Computes the impulse response coefficients of a VAR(p) (or transformed VECM to VAR(p)) or a SVAR for n.ahead steps.

Usage

# S3 method for varest
irf(x, impulse = NULL, response = NULL, n.ahead = 10,
ortho = TRUE, cumulative = FALSE, boot = TRUE, ci = 0.95,
runs = 100, seed = NULL, ...)
# S3 method for svarest
irf(x, impulse = NULL, response = NULL, n.ahead = 10,
ortho = TRUE, cumulative = FALSE, boot = TRUE, ci = 0.95,
runs = 100, seed = NULL, ...)
# S3 method for vec2var
irf(x, impulse = NULL, response = NULL, n.ahead = 10,
ortho = TRUE, cumulative = FALSE, boot = TRUE, ci = 0.95,
runs = 100, seed = NULL, ...)
# S3 method for svecest
irf(x, impulse = NULL, response = NULL, n.ahead = 10,
ortho = TRUE, cumulative = FALSE, boot = TRUE, ci = 0.95,
runs = 100, seed = NULL, ...)

Arguments

x

Object of class ‘varest’; generated by VAR(), or object of class ‘svarest’; generated by SVAR(), or object of class ‘vec2var’; generated by vec2var(), or object of class ‘svecest’; generated by SVEC().

impulse

A character vector of the impulses, default is all variables.

response

A character vector of the responses, default is all variables.

n.ahead

Integer specifying the steps.

[Data records]
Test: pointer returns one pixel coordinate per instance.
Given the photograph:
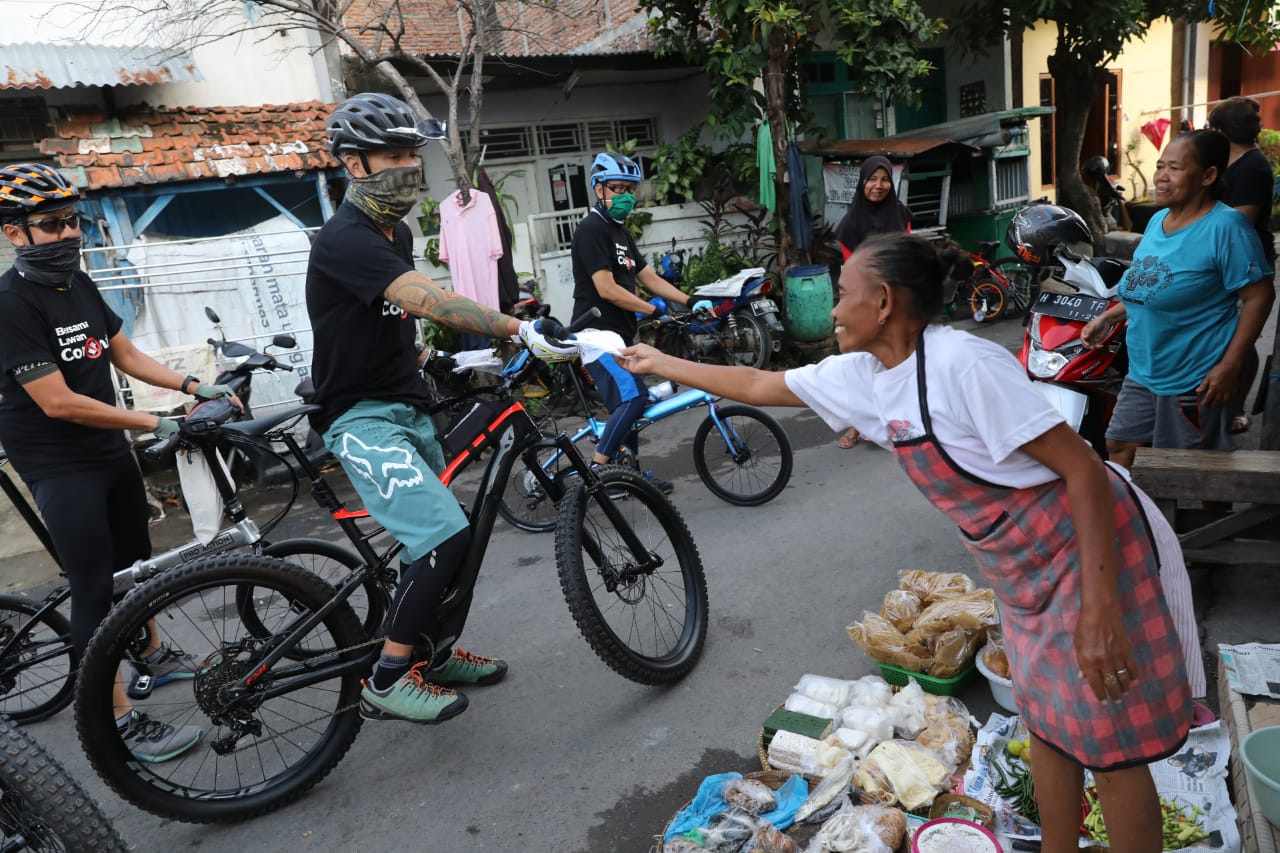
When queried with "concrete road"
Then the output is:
(567, 757)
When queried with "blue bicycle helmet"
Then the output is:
(615, 167)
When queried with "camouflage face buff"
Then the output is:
(387, 196)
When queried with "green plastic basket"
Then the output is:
(899, 676)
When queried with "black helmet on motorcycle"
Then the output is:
(1096, 168)
(1038, 229)
(27, 187)
(373, 122)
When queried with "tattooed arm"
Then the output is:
(420, 296)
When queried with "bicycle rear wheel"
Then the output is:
(263, 747)
(37, 673)
(1022, 284)
(648, 623)
(42, 807)
(750, 461)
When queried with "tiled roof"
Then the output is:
(593, 27)
(145, 145)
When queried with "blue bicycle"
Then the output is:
(748, 466)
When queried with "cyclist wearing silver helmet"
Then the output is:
(607, 272)
(62, 428)
(362, 291)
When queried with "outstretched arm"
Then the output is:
(745, 384)
(420, 296)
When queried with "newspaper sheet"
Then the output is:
(1252, 669)
(1194, 776)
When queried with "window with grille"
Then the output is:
(23, 122)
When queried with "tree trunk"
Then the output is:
(1073, 76)
(775, 101)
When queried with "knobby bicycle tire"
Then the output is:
(33, 689)
(753, 471)
(197, 785)
(42, 807)
(608, 597)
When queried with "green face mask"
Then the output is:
(622, 206)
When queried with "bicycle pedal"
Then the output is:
(141, 687)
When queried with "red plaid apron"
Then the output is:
(1024, 543)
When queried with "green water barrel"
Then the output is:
(809, 302)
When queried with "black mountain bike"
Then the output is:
(37, 660)
(41, 806)
(280, 655)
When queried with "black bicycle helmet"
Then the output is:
(1096, 168)
(1038, 229)
(371, 122)
(27, 187)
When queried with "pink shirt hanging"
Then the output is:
(471, 245)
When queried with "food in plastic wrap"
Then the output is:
(974, 611)
(750, 796)
(950, 738)
(932, 585)
(906, 710)
(901, 607)
(795, 753)
(832, 785)
(769, 839)
(885, 643)
(877, 723)
(952, 652)
(803, 703)
(824, 689)
(901, 771)
(860, 829)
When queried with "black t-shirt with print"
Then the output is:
(603, 243)
(364, 345)
(1249, 182)
(72, 329)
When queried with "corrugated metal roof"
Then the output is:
(45, 65)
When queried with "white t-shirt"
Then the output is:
(982, 404)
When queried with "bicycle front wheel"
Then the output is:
(644, 615)
(42, 807)
(37, 666)
(749, 463)
(264, 746)
(1022, 284)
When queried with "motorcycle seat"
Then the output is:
(259, 427)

EXERCISE GOAL: Name every object class for which the documentation excerpt above gives an S3 method of irf.

TASK RESULT: varest, svarest, vec2var, svecest